[start]

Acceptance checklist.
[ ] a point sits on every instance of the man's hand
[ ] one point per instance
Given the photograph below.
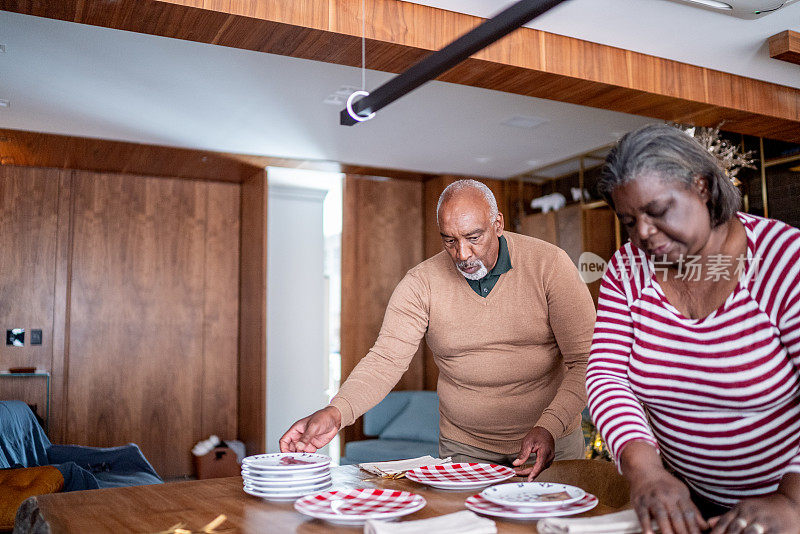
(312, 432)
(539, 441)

[end]
[start]

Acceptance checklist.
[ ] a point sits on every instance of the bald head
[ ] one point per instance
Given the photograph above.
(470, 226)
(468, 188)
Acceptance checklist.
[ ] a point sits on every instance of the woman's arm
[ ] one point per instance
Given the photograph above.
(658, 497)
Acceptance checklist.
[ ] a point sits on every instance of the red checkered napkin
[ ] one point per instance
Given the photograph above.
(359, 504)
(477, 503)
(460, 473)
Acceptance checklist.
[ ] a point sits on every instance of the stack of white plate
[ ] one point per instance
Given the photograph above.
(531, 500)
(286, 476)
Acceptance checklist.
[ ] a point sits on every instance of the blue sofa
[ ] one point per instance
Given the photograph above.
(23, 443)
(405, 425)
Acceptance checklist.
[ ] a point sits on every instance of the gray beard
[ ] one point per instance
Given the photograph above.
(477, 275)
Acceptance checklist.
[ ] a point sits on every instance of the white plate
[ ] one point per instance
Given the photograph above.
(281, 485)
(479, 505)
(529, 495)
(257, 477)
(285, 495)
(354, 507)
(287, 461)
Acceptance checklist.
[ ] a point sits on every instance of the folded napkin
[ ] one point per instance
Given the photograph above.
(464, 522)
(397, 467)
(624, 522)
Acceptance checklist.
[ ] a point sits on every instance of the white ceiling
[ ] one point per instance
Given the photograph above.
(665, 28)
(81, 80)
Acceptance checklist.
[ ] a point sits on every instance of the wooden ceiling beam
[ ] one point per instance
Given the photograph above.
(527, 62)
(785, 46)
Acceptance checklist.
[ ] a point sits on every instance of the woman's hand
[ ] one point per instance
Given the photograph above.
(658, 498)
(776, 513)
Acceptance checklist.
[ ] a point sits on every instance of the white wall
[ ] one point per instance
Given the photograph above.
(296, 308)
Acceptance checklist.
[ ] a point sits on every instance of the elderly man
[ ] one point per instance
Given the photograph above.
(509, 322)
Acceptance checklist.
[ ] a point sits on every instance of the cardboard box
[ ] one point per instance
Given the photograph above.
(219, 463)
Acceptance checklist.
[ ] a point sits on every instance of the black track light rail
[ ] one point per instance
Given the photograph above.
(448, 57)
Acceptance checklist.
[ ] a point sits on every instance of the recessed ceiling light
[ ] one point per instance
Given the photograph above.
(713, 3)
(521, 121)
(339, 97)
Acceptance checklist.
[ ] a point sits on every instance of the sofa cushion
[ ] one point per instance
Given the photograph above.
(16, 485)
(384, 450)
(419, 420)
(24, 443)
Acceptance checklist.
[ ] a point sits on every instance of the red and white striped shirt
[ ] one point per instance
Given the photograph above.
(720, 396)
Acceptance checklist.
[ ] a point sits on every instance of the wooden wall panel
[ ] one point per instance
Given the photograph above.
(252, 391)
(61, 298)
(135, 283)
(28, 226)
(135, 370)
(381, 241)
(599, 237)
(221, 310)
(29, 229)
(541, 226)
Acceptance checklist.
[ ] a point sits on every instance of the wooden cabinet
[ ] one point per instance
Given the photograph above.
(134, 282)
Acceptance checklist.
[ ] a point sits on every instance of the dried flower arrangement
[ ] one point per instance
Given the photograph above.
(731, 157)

[end]
[start]

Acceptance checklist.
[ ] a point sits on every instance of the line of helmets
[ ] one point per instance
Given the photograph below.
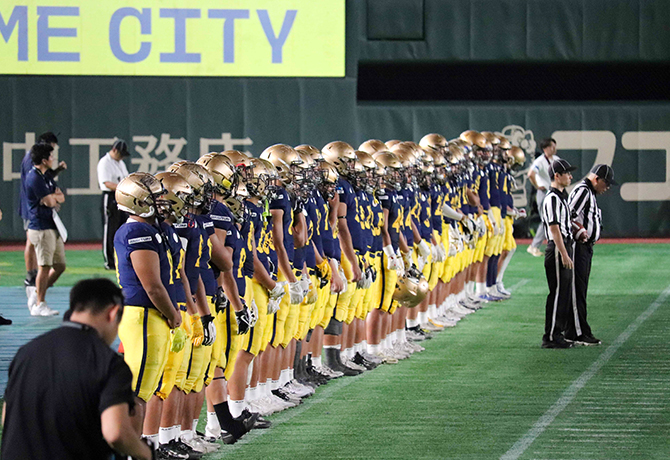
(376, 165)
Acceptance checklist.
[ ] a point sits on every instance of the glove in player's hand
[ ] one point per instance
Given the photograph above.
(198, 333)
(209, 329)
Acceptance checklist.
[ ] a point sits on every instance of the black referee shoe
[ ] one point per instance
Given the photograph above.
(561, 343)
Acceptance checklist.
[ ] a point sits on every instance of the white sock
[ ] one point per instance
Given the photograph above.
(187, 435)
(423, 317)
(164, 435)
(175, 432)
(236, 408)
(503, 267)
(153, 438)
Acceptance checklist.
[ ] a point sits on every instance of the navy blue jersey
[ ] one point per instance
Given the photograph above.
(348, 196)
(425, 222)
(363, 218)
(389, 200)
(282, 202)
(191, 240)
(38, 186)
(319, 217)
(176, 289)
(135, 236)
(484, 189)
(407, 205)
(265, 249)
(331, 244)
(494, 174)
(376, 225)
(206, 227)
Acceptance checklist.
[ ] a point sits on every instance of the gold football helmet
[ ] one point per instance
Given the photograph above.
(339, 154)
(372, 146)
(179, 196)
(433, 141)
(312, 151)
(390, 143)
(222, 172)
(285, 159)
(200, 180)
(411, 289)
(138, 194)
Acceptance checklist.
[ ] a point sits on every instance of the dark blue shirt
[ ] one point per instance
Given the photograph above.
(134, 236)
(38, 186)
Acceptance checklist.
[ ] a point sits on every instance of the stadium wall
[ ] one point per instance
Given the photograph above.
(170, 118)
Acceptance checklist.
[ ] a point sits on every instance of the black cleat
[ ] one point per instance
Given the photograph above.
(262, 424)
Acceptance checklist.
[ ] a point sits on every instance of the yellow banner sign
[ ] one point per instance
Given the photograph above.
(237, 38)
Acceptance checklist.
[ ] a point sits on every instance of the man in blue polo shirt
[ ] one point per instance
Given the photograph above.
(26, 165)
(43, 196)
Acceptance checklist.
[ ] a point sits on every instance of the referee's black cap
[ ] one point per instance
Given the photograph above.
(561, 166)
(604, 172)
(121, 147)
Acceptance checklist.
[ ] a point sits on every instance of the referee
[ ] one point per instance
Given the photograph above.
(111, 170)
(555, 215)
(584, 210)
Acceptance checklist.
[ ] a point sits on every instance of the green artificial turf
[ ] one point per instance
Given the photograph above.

[end]

-- Aim --
How many lines in the items above contain the word "wooden"? Reply with the number alone.

-- Output for this exercise --
3